RECORDS TO PROCESS START

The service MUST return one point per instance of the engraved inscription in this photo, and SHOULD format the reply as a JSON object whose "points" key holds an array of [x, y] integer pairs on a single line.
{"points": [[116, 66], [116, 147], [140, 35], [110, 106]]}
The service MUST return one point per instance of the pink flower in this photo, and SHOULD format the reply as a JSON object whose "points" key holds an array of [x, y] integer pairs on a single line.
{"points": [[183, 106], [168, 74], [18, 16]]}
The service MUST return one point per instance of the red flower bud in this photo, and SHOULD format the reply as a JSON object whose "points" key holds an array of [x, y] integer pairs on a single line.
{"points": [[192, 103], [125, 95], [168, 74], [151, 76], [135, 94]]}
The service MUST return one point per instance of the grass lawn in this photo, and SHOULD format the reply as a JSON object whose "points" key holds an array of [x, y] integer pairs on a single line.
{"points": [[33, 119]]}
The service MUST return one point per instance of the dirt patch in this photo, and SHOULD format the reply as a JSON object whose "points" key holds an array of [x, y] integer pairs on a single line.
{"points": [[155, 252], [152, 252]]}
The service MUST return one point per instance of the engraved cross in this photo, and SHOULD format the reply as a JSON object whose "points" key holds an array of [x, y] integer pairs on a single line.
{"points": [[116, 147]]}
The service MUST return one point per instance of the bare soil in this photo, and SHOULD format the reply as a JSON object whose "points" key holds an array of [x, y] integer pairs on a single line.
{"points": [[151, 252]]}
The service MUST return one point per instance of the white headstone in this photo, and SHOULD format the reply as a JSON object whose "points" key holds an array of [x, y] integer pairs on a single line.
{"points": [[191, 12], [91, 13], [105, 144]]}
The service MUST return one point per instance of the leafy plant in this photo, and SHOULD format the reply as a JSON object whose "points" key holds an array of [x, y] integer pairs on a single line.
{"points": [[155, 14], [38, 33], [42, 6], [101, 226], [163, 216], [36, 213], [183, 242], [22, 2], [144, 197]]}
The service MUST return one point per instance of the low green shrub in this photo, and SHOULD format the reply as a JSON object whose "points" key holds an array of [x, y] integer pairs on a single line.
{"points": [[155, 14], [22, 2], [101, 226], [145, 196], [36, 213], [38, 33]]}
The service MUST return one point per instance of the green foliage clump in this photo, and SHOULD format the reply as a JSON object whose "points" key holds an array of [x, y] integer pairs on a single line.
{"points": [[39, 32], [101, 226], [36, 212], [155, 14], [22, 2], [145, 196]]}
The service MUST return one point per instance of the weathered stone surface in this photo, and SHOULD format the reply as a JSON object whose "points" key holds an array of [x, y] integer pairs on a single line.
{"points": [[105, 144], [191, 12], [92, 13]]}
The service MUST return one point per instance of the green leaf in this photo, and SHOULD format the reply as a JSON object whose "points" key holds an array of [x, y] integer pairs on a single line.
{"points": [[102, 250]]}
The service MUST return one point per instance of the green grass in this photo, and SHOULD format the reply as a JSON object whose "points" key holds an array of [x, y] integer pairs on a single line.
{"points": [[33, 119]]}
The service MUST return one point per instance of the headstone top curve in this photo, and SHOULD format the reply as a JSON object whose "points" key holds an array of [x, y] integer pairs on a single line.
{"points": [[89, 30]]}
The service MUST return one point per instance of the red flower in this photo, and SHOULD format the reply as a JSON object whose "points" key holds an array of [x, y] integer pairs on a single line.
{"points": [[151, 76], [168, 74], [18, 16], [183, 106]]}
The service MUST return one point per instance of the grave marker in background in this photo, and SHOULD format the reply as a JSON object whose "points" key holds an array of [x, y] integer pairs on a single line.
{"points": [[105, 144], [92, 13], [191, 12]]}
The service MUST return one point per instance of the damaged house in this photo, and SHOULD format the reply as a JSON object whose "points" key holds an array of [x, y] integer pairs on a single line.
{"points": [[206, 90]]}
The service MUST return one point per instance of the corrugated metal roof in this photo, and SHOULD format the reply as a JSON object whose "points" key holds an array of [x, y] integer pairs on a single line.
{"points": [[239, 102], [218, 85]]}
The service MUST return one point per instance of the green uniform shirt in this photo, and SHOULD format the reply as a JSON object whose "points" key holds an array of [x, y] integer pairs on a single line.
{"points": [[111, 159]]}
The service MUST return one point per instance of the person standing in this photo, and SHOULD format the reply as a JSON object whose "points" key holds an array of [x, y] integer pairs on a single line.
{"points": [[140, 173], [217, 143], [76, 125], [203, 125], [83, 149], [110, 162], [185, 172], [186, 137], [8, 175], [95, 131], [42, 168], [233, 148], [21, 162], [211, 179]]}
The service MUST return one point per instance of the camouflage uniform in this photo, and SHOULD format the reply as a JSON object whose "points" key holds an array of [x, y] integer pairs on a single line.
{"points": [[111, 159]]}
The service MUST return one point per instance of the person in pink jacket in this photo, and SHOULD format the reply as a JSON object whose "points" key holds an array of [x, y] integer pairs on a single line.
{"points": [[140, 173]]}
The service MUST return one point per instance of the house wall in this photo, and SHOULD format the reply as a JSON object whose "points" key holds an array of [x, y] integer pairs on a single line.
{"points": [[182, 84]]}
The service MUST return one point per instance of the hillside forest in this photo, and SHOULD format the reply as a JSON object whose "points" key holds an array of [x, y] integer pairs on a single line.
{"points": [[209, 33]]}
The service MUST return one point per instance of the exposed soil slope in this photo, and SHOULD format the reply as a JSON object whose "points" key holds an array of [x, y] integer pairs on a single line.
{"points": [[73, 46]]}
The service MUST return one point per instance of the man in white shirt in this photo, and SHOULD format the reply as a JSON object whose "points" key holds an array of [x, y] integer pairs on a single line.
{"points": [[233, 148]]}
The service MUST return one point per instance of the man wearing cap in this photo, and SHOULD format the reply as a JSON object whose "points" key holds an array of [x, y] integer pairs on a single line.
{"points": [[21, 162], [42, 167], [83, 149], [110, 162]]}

RECORDS TO PROCESS END

= WORK INSTRUCTIONS =
All lines above are to be transcribed exactly.

= SOLUTION =
The service MUST return one point per instance of the engraved inscription in this photo, and SHOULD format the reply as a JSON object whose "points" key holds an array of [x, y] integer pairs on a single line.
{"points": [[116, 66], [116, 147], [140, 35], [110, 106]]}
The service MUST return one point per instance of the pink flower in this photo, and SHOULD format the reply as a JSON object whose "points" key holds an array of [x, y] integer pairs on a single line.
{"points": [[183, 106], [168, 74], [18, 16]]}
The service MUST return one point per instance of the red flower bud in this photo, and SHOULD format the reply as a JSON object whose "points" key holds an array of [x, y] integer pairs on a single line.
{"points": [[192, 103], [125, 95], [168, 74], [151, 76], [135, 94]]}
The service MUST return one point per instance of the grass lawn in this photo, and SHOULD format the reply as a JSON object whose "points" key holds an array of [x, y] integer pairs on a single line.
{"points": [[33, 119]]}
The service MUST return one point per instance of the dirt patch in this photo, and SHOULD format the reply as a JSON object whose "points" key holds an array of [x, y] integer pairs on a single line.
{"points": [[155, 252], [152, 252]]}
The service MUST return one point per instance of the engraved cross in this photo, and SHOULD format the reply as a JSON object whose "points" key holds an array of [x, y] integer pairs on a single line.
{"points": [[116, 147]]}
The service MUST return one point per instance of the bare soil in this photo, and SHOULD format the reply as a JSON object whose "points" key holds an array of [x, y] integer pairs on a single line.
{"points": [[151, 252]]}
The service MUST return one point per instance of the white headstone in this photo, and SHOULD format the reply as a JSON object whose "points" key holds an array of [x, y] integer pairs on a single line.
{"points": [[191, 12], [91, 13], [105, 144]]}
The service MUST return one point per instance of the leafy plant in this photo, and SHOULD format the reply as a JSON object whose "points" key holds an array of [x, y] integer pairs on a single line.
{"points": [[155, 14], [38, 33], [42, 6], [101, 226], [163, 216], [36, 213], [183, 242], [22, 2], [144, 197]]}
The service MUST return one point per instance of the low green shrub in this photo, and SHOULD format the reply as a JSON object whose "points" key holds an array of [x, y] integer pairs on a single line.
{"points": [[155, 14], [22, 2], [101, 226], [145, 196], [36, 213], [38, 33]]}
The service MUST return one point per instance of the green foliage clump in this photo, and SHOULD format the reply as a JSON object whose "points" key holds an array of [x, y] integer pairs on a single line.
{"points": [[39, 32], [101, 226], [36, 212], [155, 14], [22, 2], [145, 196]]}
The service MUST return one point per instance of the weathered stone surface in this photo, and SHOULD format the reply as a JSON object whose "points" key holds an array of [x, y] integer pairs on a single line.
{"points": [[105, 144], [191, 12], [92, 13]]}
The service MUST return one point per instance of the green leaf in this photo, and SHOULD format the reply as a JSON object whose "points" key holds an array of [x, y] integer pairs on a single line.
{"points": [[102, 250]]}
The service MUST return one point per instance of the green grass in this photo, and SHOULD format the reply as a JSON object whose "points" key holds an array of [x, y] integer pairs on a single line.
{"points": [[33, 119]]}
The service MUST return one point per instance of the headstone top curve in this photo, and SHOULD format the reply as a JSON object whose "points" key holds an array of [x, y] integer pairs on a single line.
{"points": [[89, 30]]}
The service MUST return one point per instance of the red flower in this photo, and SHOULD format the reply as a JSON object whose "points" key holds an array of [x, y] integer pairs on a single line.
{"points": [[151, 76], [168, 74], [18, 16], [183, 106]]}
The service MUST return one point per instance of the grave marker in background in this photo, and SHOULD format the reply as a JSON object whose "points" key holds an array of [x, y] integer pairs on a single line.
{"points": [[105, 144], [92, 13], [191, 12]]}
The service MUST return one point per instance of the damaged house in this photo, and SHOULD format the reply as a JSON object whose "points" key holds an array of [x, y] integer pairs on a single line.
{"points": [[206, 90]]}
The service MUST return one point per instance of the corrugated metal roof in this photo, and SHOULD format the reply as a JSON object whose "points" key holds an array of [x, y] integer pairs on a single line.
{"points": [[239, 102], [218, 85]]}
The service MUST return one point per instance of the green uniform shirt in this photo, and SHOULD format the reply as a JSON object whose "points" key holds an array of [x, y] integer pairs on a single line.
{"points": [[111, 159]]}
The service MUST return one point per instance of the person standing in this photo, and SHOULD format the reply as a JSON object whose "points" key holds an array of [x, y] integer pairs on a single line.
{"points": [[140, 173], [217, 143], [76, 125], [203, 125], [83, 149], [110, 162], [185, 172], [186, 137], [8, 175], [95, 131], [42, 168], [233, 148], [21, 162], [211, 179]]}
The service MUST return one point per instance of the camouflage uniform in this photo, and SHOULD format the reply as a JSON object whose "points" key holds an array of [x, y] integer pairs on a single line.
{"points": [[111, 159]]}
The service MUST return one point per instance of the person in pink jacket in this photo, and SHOULD format the reply as a JSON object whose "points" key holds an array of [x, y] integer pairs on a single line.
{"points": [[140, 173]]}
The service MUST return one point per instance of the house wall in this photo, and SHOULD format the reply as a JSON object whose "points" key holds an array of [x, y] integer pairs on a single line.
{"points": [[182, 84]]}
The service MUST return one point per instance of the hillside forest in this photo, and SHOULD format the reply as a JSON object whose "points" key holds an array of [x, y] integer pairs on a single line.
{"points": [[209, 33]]}
The service MUST return one point per instance of the exposed soil slope in this photo, and SHOULD format the reply as a JSON object whose "points" key holds an array of [x, y] integer pairs on a single line.
{"points": [[73, 46]]}
The service MUST return one point per instance of the man in white shirt in this photo, and SHOULD format the reply as a JSON object whose "points" key holds an array of [x, y] integer pairs on a single line.
{"points": [[233, 148]]}
The service MUST return one point per instance of the man wearing cap in this photo, and SHOULD format the reply as a JSON object whose "points" key holds an array of [x, y] integer pairs on a single line.
{"points": [[21, 162], [42, 167], [83, 149], [110, 162]]}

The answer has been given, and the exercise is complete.